* **Задание A**:
Соберите из записей все строки, где встречается слово «fence». Регистр букв учитывается.

* **Исходный отрывок**:
• • • • • • •

Происходит из церкви Покрова погоста Знахлицы близ Пскова. Приобретена для музея у частного лица в Пскове в 2007 г. Инв. № ЧМ-155.

Раскрыта от поздних масляных записей в 2005 г. М. И. Владыкиным (ПГОИАХМЗ).

Авторская живопись хорошей сохранности, за исключением золота, на полях почти полностью утраченного, на фоне — потертого. В местах незначительных утрат (сколотый по краям левкас, мелкие выкрошки по стыку досок) подведен реставрационный грунт и нанесены незначительные тонировки: на одеждах, фоне и лещадках горок.

Композиционные особенности иконы из собрания музея наследуют классической схеме «Преображения», сложившейся в раннепалеологовский период и творчески усвоенной московским искусством первой трети XV столетия. С небольшими вариациями сцена повторяется в праздничных иконах иконостасов рублевского круга. Для нее характерна вытянутая фигура преобразившегося Христа, облаченного в белые одежды, круглая форма божественного ореола «славы» с контрастно выделенными цветом звездчатыми лучами света, остающегося в пределах мандорлы и не поражающего апостолов. Типичны позы ветхозаветных пророков – причастников славы, «входящих» в ее сияние; движение стоящего (а не шагающего) пророка Ильи; а также выделение трех равнозначных горных вершин – Фавора, Хорива и Синая; расположение и образы упавших апостолов. Самым близким московским памятником, к которому восходит и публикуемое произведение, следует признать икону из иконостаса Троицкого собора Троице-Сергиева монастыря (около 1425) . Псковским мастером последовательно и точно повторяется прорись троицкого праздника, отличающегося от иконы Благовещенского собора Московского Кремля (начало XV в.)  несколько иной – зеркальной – схемой расположения апостолов Петра, Иоанна и Иакова, а также чуть измененной позой Иоанна.

• • • • • • •

* **Задание B**:
Продолжите отрывок об иконе «Преображение» с его последнего предложения.

• • • • • • •

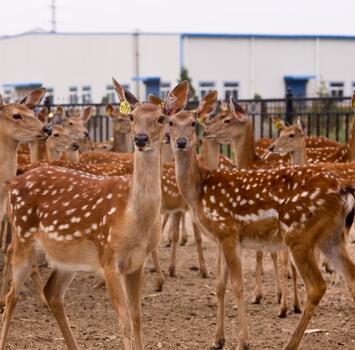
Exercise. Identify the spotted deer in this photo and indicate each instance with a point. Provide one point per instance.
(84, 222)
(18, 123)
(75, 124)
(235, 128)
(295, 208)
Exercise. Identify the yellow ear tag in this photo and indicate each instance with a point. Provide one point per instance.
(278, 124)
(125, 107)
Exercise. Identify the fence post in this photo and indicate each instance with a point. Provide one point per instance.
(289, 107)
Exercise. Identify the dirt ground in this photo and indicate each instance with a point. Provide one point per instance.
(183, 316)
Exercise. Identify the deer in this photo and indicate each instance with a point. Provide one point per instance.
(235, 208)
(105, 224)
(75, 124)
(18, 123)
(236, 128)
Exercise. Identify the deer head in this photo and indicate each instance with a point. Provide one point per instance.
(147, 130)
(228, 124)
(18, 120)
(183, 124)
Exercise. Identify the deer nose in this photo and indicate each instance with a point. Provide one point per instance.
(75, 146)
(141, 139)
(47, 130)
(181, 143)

• • • • • • •

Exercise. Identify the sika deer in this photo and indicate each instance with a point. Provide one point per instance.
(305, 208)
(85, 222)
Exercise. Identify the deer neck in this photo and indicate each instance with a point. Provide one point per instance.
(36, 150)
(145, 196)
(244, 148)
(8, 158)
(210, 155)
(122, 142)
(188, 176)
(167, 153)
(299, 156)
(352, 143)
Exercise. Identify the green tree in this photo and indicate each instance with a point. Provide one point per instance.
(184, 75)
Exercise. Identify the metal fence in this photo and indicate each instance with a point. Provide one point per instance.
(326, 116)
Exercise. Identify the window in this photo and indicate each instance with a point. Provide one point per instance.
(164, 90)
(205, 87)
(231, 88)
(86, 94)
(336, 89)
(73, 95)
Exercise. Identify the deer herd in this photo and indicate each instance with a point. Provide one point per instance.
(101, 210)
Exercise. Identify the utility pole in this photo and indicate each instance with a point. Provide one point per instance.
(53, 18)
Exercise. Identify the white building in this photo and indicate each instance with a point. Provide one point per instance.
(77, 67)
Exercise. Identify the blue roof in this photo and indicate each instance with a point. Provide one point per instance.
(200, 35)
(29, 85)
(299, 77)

• • • • • • •

* **Результат A**:
Exercise. Identify the fence post in this photo and indicate each instance with a point. Provide one point per instance.
Exercise. Identify the metal fence in this photo and indicate each instance with a point. Provide one point per instance.

* **Результат B**:
В соответствии с этим вариантом в иконе XVI в. увеличена мандорла Христа, а вместе с ней и размеры изображений пророков, вытянутые фигуры которых, с небольшими головами и прихотливыми по рисунку силуэтами, также вторят московскому образцу. Таким образом изменено и соотношение небесной и земной зон: они не противопоставлены, а сближены и даны как будто в одном плане. По сравнению с благовещенской иконой уменьшены фигуры апостолов, образы их утратили непосредственную связь с происходящим чудом. Слева показан Петр, приподнимающийся на колено и чуть развернувшийся в сторону юного Иоанна в красном хитоне, изображенного в профиль, закрывающим рукой голову. Справа – упавший навзничь Иаков, закрывающий ладонью глаза от сильного света и стремглав падающий вниз. В такой последовательности (Петр, Иоанн, Иаков) называются апостолы в Евангелии от Луки (Лк. 9, 28).

Примечательно, что псковский мастер XVI в. использовал столь раннюю московскую иконографию, в то время как в Новгороде, в среднерусских землях, да и в самой Москве с конца XV – начала XVI в. была принята совсем иная схема: с характерной позой поднявшего правую руку Петра и развевающимся за спиной концом его плаща, с закрывшим лицо Иаковом, с шагающим (а не стоящим, как в рублевской схеме) пророком Ильей.

Композиция сцены имеет чрезвычайное сходство с праздничной иконой иконостаса Никольской церкви в Любятовом монастыре под Псковом, созданного в конце 1530-х гг. ведущей артелью местных художников . Схемы настолько совпадают, что можно без сомнения утверждать: чуть большая по размерам публикуемая икона написана по тому же образцу, что и любятовская. При сравнении других псковских ансамблей второй четверти XVI в. видно, что многие из них воспроизводят одну и ту же прорись (или несколько очень близких).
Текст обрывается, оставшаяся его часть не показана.